German actor (born 1976)

Christian Harting (born 1976 in East Berlin, GDR) is a German actor and physician.

==Life and career==
Christian Harting studied medical science at FU Berlin. After graduation he took acting lessons with Michael Peter and Christine Kostropetsch and since 2010 he has appeared in feature films and TV series in supporting roles as well as leading roles in numerous short films. He is best known for his roles in the two feature films of Hungarian director László Nemes, SS-officer Busch in Son of Saul and Viennese aristocrat Otto von König in Sunset. Son of Saul won the Grand Prix as well as the FIPRESCI Prize at the Cannes Film Festival 2015 and was awarded with a Golden Globe and an Academy Award for Best foreign language film in 2016. Sunset won the FIPRESCI Prize at the Venice Film Festival 2018. In the autumn of 2025, Harting worked with the director for the third time, playing Harry Steingritt, SD-officer and deputy of Klaus Barbie, in Moulin, László Nemes' first French-language film. The film had its world premiere at the main competition of the 2026 Cannes Film Festival on 17 May and is expected to be released in France by Studio TF1 on 28 October 2026.

● REQUIRED ACTION: In the passage about Christian Harting, which role did he play in Son of Saul?

● DATA SHOWN:
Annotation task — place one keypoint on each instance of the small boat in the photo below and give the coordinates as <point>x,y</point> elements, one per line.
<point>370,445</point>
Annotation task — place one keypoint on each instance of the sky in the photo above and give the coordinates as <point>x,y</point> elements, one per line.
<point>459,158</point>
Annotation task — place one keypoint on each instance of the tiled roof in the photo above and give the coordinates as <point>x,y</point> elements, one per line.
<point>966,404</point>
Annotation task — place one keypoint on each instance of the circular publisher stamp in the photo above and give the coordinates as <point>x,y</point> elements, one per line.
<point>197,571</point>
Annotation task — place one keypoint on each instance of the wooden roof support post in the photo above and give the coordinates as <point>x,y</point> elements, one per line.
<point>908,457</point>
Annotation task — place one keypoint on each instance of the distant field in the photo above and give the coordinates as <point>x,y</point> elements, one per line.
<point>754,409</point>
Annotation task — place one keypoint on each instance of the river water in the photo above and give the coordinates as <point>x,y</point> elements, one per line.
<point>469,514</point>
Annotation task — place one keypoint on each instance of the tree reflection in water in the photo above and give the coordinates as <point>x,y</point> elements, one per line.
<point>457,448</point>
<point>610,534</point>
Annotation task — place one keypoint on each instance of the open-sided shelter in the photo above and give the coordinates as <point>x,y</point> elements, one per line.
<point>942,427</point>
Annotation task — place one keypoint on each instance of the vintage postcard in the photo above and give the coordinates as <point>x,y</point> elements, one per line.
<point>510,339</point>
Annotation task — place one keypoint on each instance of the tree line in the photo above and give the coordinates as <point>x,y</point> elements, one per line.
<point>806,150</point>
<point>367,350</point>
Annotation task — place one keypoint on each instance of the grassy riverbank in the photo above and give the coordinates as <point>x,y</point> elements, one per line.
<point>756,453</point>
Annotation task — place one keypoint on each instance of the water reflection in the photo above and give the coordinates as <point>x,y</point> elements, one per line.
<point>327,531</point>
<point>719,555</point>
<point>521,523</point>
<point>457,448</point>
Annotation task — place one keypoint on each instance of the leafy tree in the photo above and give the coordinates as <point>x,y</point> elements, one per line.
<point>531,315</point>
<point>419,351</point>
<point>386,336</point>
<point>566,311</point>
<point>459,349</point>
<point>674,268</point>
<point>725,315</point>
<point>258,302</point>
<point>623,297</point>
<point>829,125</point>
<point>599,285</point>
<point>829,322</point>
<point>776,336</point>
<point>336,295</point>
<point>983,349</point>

● RESULT OF THE EXERCISE: SS-officer Busch